WHAT TO DO -> Repeat the commentary on Orlando and congressional war authorization from "The country’s reaction" to "to suspected terrorists.", swapping "national tragedy" for "national crisis".

The country’s reaction to the heartbreaking massacre in Orlando has been dispiritingly predictable. When guns—and seemingly no other weapon—are involved in a national tragedy, initial talk of unity rapidly devolves into talking points on both sides. Often the political talk is for naught: Monday, the Senate voted down four measures aimed at curtailing the sale of guns to suspected terrorists.
Following Orlando, however, gun control is not the only political talking point to predictably emerge. Following the attack, Senator Marco Rubio (R-FL) and other Republicans pointed to the episode as “the new face of terrorism.” In a rare show of bipartisanship, Senator Bill Nelson, a Democrat, echoed his fellow Floridian’s sentiments when he declared in an interview with FOX News that “the Congress ought to declare war against ISIS.” Lawfare’s own Jack Goldsmith similarly raised the issue of Congressional authorization when he asked whether the Orlando attack would “be the event that finally sparks Congress to authorize force—officially and expressly—against ISIS?”
Yet, as with the failed gun control measures, the chances of an ISIL-specific Authorization for Use of Military Force (AUMF) passing Congress are likely doomed. Since the U.S. campaign against the Islamic State began on August 8, 2014, a number of AUMFs from both sides have expired in a languid Congress. Rep. Adam Schiff (D-CA) has introduced three AUMF drafts, each of which has been rejected by Republican lawmakers out of concern that the proposals would excessively hamstring the president by constraining the geographic and tactical scope of U.S. military operations against ISIL. A White House draft was criticized from the left because it neither retracted the Administration’s claim that the 2001 AUMF permitted it to wage war against ISIL nor did it restrain theories of inherent presidential power. Conservatives lambasted the draft for not going far enough, citing the inclusion of a sunset clause requiring a reauthorization in three years and its restrictions on ground forces—moves they argued would curtail the military’s flexibility.
Anyone holding out hope for an ISIL AUMF after the Orlando slaughter should keep in mind this disappointing pattern.
On May 3 last year, ISIL claimed its first attack on U.S. soil when two men attacked an exhibit of anti-Islam cartoons in Garland, Texas. Within days, Senator Tim Kaine (D-VA) cited the attack on national television as yet another reason for Congress to issue an AUMF against the Islamic State. Just over a month later, Kaine and Senator Jeff Flake (R-AZ) offered a bipartisan AUMF, the text of which can be found here. But the measure was tabled at the behest of Senator Bob Corker (R-TN), the chairman of the Senate Foreign Relations Committee, and any bipartisan goodwill quickly dissipated as Washington’s attention moved to the Iran deal.

MATERIAL PROVIDED ->
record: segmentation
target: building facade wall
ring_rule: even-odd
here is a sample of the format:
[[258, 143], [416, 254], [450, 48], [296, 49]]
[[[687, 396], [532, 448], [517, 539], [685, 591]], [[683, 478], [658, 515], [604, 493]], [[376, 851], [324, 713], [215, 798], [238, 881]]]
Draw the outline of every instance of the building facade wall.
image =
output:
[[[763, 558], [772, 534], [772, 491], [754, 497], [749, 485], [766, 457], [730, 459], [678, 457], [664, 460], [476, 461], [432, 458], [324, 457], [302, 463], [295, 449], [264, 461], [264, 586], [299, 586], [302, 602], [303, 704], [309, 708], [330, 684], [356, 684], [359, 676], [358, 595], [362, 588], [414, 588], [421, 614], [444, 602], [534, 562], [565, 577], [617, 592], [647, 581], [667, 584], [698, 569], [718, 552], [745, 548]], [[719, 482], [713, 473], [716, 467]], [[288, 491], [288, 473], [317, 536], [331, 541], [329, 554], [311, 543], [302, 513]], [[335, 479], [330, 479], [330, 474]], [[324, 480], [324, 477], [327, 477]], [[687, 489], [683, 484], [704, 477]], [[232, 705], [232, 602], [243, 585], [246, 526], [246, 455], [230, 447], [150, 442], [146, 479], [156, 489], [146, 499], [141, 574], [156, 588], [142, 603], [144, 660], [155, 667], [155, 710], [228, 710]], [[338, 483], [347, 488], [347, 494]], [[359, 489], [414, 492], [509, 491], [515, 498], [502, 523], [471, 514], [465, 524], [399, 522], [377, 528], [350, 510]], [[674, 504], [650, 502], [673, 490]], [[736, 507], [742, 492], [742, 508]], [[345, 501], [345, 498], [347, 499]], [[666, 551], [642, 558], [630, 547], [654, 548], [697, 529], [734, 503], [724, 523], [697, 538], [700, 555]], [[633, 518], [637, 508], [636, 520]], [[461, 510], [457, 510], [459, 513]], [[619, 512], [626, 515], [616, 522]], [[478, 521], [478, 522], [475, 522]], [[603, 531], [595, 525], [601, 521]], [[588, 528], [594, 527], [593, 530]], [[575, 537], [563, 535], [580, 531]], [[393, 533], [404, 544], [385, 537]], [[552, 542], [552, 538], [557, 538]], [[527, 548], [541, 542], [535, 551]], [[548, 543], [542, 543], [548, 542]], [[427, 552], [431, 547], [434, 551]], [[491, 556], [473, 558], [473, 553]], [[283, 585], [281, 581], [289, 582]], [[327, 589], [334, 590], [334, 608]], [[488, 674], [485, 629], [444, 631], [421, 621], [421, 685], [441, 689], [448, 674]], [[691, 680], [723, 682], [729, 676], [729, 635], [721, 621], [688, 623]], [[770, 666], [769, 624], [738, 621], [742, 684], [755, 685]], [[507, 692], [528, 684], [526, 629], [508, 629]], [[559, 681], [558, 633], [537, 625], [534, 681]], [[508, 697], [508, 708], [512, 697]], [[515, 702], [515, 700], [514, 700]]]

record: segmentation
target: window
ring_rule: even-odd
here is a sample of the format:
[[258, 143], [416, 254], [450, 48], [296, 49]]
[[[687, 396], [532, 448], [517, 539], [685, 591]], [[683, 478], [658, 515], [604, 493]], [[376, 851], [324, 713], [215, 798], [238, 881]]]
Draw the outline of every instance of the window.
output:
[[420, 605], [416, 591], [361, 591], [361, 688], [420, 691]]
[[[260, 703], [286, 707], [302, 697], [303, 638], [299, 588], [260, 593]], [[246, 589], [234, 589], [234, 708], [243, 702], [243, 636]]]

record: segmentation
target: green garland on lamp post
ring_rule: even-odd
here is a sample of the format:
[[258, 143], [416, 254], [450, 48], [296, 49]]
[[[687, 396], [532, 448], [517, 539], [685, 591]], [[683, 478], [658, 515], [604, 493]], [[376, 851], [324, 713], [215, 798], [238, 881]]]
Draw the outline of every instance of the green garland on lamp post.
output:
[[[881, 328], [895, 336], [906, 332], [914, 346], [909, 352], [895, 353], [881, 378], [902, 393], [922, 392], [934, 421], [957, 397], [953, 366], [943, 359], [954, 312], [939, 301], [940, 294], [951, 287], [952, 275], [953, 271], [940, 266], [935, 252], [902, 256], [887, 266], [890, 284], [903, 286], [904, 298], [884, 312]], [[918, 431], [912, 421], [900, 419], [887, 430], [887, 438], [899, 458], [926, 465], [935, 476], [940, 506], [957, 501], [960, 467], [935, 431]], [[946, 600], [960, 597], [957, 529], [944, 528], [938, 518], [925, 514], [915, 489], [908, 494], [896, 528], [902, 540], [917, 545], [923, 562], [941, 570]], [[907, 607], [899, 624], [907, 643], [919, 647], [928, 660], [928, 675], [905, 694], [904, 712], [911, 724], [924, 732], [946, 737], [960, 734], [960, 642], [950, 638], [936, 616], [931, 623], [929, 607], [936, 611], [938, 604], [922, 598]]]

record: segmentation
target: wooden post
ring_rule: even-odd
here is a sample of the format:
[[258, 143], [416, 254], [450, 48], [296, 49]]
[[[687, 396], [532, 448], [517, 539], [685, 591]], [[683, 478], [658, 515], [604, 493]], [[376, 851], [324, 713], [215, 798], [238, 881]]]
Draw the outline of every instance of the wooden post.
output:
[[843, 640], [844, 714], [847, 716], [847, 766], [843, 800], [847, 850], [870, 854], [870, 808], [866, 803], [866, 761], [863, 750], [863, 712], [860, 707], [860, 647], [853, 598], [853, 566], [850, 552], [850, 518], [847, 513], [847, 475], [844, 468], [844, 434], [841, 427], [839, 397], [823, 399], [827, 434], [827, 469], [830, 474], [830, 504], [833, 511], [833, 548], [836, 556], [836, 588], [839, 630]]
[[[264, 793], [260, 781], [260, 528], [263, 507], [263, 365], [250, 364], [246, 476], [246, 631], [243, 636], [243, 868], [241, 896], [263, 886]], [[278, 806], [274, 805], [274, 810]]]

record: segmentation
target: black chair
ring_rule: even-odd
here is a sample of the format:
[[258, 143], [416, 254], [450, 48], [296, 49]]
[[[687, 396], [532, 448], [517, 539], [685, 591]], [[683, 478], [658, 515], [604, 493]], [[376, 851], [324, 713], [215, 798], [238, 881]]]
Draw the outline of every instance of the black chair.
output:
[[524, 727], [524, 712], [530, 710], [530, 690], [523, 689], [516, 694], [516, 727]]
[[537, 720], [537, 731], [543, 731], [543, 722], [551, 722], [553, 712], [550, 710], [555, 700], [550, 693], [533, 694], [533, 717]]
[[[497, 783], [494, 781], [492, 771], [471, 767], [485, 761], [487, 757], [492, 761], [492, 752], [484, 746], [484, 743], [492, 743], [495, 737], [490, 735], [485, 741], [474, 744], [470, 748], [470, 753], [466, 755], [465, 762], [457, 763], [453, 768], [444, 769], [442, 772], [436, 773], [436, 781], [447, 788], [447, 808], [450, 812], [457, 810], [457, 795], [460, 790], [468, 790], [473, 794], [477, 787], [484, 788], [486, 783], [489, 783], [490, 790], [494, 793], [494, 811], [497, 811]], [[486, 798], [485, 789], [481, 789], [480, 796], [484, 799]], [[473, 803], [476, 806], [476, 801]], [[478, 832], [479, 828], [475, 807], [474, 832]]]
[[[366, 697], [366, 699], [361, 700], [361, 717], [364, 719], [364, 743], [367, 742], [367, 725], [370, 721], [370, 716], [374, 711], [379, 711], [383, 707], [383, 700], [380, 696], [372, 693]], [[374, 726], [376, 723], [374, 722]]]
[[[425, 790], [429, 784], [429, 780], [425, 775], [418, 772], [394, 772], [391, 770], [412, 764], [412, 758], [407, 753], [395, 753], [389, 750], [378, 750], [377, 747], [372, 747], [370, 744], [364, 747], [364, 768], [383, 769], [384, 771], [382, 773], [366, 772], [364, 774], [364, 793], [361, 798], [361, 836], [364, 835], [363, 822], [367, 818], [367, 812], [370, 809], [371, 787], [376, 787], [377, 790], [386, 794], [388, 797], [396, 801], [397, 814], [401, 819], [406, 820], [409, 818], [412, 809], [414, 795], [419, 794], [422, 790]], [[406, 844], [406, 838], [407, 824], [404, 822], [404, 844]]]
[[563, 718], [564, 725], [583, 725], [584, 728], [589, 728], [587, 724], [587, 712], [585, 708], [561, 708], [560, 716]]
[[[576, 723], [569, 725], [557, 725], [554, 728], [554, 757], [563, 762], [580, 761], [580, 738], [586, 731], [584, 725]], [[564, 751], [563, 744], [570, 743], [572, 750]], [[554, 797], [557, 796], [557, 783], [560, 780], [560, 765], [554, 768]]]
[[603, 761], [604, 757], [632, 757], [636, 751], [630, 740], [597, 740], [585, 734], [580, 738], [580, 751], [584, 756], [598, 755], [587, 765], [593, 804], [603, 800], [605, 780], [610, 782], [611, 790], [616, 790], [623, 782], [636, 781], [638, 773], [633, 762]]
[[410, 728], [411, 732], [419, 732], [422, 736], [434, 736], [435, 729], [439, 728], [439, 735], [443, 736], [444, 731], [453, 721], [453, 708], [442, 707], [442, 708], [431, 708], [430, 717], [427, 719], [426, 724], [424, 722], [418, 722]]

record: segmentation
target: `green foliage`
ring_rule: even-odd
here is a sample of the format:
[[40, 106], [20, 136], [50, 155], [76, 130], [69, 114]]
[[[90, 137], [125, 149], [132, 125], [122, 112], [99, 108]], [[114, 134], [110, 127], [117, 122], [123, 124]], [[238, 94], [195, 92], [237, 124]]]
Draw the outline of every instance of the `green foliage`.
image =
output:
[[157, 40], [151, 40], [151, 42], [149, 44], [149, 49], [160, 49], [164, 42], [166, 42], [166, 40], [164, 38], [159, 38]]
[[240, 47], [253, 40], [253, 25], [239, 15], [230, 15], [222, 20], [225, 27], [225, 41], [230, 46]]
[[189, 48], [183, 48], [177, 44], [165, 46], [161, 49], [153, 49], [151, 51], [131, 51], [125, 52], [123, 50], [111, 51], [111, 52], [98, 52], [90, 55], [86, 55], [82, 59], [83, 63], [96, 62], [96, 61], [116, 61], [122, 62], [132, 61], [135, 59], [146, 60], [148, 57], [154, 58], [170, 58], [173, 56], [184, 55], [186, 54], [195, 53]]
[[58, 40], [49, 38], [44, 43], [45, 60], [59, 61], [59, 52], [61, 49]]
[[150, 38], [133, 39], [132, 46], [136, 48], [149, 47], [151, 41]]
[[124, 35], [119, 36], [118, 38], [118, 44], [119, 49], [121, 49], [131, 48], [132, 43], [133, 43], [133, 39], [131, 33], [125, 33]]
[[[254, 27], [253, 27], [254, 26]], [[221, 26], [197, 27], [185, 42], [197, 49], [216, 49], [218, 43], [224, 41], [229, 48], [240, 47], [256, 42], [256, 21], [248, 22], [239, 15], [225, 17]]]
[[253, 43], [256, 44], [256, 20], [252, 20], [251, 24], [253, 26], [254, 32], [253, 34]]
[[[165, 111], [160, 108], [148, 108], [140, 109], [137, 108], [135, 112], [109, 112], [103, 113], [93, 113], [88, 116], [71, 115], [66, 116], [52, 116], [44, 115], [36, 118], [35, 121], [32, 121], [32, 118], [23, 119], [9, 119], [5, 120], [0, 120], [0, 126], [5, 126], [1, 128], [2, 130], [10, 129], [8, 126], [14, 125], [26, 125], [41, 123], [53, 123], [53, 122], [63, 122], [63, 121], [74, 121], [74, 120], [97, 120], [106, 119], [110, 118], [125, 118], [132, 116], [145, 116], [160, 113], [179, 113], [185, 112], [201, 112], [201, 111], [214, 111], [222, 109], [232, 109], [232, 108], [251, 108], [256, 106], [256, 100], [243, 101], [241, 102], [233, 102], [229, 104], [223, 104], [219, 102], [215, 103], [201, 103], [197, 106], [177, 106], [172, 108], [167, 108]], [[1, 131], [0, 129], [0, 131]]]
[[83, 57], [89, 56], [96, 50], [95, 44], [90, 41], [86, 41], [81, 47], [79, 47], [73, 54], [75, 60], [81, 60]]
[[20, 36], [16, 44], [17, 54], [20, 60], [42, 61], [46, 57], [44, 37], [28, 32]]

FINISHED EXERCISE ->
The country’s reaction to the heartbreaking massacre in Orlando has been dispiritingly predictable. When guns—and seemingly no other weapon—are involved in a national crisis, initial talk of unity rapidly devolves into talking points on both sides. Often the political talk is for naught: Monday, the Senate voted down four measures aimed at curtailing the sale of guns to suspected terrorists.